# Your task
Reproduce the rows from the beginning through the line containing "127 41 L 82", swapping "tower strut" for "tower beam" and leaving everything else unchanged.

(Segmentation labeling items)
┄┄┄┄┄┄┄┄┄┄┄┄┄┄┄┄┄┄┄┄
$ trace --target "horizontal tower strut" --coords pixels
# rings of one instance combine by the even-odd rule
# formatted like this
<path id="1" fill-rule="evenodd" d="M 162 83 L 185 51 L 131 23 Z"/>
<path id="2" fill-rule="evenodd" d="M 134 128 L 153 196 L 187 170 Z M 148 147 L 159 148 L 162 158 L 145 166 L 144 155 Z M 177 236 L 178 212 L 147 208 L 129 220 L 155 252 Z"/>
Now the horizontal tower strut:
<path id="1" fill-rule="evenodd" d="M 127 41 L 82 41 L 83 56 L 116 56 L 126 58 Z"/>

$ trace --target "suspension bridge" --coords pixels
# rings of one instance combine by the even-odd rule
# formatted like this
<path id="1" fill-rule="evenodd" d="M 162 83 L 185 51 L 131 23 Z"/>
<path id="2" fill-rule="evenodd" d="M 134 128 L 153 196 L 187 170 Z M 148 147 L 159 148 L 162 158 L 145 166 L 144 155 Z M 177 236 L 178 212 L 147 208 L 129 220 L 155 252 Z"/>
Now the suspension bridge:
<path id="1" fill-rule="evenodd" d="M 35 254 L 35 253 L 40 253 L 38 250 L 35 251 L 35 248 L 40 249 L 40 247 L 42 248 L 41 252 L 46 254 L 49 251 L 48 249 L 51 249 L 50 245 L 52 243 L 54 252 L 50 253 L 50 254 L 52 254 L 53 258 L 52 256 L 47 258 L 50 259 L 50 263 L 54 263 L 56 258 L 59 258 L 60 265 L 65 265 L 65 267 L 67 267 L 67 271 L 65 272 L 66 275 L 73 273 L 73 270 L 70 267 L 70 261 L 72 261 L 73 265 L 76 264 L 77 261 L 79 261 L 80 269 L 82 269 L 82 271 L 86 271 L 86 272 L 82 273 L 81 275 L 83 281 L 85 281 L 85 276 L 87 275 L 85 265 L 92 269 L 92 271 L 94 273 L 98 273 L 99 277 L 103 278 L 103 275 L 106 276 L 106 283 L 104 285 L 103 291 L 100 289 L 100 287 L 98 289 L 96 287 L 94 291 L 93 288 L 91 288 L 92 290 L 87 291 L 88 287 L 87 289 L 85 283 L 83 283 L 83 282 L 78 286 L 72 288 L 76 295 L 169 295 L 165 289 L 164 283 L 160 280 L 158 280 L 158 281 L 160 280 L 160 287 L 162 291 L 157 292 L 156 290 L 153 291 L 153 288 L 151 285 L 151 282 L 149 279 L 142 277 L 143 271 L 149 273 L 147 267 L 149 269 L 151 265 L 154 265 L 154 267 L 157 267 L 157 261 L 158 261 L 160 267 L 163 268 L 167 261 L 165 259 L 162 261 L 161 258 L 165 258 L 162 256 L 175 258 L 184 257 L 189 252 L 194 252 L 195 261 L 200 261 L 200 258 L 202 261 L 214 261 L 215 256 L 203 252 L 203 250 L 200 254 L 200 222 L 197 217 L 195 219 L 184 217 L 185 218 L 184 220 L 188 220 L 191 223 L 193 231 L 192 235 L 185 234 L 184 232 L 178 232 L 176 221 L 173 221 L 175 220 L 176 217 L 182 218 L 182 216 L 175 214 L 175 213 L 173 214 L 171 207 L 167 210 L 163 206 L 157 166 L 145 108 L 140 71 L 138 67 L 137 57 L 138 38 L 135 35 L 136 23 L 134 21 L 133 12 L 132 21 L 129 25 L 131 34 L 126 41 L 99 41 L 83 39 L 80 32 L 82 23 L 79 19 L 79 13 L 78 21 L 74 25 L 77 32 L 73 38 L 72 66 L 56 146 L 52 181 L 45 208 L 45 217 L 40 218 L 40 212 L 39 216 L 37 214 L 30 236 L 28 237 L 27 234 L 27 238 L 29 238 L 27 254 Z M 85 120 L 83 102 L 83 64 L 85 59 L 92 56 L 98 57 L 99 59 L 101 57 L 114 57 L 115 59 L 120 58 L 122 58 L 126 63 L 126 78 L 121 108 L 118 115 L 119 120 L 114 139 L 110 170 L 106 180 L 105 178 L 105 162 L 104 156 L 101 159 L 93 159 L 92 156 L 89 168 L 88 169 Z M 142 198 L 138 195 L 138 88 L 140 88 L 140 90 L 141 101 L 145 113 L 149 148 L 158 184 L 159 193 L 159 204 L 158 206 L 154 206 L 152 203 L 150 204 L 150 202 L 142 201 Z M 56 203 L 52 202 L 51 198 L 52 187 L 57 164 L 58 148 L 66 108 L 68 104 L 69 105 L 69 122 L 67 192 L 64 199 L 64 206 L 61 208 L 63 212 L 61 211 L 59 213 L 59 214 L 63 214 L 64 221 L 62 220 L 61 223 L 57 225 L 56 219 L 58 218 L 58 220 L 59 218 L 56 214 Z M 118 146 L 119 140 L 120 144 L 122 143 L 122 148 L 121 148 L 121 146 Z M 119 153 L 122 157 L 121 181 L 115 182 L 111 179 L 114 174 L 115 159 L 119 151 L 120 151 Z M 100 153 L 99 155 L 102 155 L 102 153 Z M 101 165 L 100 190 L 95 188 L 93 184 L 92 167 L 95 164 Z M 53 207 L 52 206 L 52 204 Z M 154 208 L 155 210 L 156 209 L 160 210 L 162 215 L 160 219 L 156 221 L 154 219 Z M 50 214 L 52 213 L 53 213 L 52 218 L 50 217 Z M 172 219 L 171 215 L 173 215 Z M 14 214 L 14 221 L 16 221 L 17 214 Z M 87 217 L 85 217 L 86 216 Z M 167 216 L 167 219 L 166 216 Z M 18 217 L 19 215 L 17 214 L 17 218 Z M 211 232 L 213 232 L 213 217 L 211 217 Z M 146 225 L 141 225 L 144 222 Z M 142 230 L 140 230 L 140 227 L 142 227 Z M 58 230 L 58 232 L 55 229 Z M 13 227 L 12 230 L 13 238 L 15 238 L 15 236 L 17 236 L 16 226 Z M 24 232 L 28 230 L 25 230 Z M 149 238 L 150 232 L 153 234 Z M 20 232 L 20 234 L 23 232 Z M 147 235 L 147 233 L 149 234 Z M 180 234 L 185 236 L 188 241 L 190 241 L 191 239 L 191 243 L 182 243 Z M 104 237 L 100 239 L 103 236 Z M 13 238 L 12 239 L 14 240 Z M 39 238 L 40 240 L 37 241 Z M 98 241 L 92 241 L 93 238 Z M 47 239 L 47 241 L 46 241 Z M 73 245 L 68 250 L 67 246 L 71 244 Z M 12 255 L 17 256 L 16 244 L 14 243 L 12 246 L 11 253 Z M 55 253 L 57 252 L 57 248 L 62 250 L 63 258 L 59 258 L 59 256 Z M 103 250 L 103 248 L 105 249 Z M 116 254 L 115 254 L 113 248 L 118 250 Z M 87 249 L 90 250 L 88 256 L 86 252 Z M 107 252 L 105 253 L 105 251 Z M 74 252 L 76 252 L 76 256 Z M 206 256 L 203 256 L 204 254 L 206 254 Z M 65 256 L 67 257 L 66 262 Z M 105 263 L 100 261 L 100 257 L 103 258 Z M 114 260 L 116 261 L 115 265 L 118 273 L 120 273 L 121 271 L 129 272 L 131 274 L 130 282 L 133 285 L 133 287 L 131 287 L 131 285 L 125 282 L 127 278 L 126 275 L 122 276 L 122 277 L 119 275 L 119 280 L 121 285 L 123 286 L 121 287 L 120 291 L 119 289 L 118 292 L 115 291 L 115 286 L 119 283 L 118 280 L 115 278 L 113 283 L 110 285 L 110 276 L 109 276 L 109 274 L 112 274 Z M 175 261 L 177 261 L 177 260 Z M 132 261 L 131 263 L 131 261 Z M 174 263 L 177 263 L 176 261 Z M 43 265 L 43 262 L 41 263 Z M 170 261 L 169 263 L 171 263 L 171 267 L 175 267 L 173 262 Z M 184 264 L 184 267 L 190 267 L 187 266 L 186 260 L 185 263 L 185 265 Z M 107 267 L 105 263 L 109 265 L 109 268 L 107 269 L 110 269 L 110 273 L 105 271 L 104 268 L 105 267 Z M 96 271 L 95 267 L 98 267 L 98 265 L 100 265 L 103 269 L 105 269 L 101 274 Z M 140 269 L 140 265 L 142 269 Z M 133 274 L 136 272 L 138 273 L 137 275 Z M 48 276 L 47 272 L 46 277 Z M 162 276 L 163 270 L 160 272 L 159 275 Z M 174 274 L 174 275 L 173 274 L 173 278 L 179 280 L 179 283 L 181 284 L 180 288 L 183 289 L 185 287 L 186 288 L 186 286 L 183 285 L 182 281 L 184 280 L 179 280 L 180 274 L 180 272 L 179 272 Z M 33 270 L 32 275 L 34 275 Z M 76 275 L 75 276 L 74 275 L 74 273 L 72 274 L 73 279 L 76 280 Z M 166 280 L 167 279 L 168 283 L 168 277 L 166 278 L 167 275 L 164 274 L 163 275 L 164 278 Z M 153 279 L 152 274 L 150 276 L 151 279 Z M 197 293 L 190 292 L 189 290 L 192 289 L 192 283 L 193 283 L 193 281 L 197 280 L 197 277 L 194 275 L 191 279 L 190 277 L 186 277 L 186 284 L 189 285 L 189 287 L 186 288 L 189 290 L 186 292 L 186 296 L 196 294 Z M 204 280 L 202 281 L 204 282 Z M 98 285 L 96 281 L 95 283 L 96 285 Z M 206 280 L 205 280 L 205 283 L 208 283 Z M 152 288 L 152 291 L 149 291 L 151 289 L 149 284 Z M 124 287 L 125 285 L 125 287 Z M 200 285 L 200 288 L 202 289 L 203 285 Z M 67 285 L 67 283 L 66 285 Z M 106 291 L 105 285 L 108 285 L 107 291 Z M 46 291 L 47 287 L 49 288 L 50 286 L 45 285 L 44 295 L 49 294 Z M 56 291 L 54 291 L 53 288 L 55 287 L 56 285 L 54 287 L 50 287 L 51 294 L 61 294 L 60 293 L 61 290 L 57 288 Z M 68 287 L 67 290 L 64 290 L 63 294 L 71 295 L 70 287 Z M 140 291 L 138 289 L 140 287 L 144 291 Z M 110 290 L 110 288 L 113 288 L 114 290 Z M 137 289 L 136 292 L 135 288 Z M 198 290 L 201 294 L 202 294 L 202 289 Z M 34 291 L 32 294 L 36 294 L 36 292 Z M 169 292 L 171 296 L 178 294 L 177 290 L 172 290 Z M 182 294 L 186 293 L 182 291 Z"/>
┄┄┄┄┄┄┄┄┄┄┄┄┄┄┄┄┄┄┄┄
# Written answer
$ trace --target "horizontal tower beam" --coords pixels
# rings of one instance combine by the even-odd rule
# formatted like this
<path id="1" fill-rule="evenodd" d="M 162 83 L 185 51 L 131 23 Z"/>
<path id="2" fill-rule="evenodd" d="M 134 128 L 153 196 L 187 170 Z M 148 147 L 159 148 L 162 158 L 145 166 L 144 155 Z M 177 236 L 178 212 L 147 208 L 129 220 L 155 252 Z"/>
Now the horizontal tower beam:
<path id="1" fill-rule="evenodd" d="M 127 41 L 82 41 L 83 56 L 116 56 L 126 58 Z"/>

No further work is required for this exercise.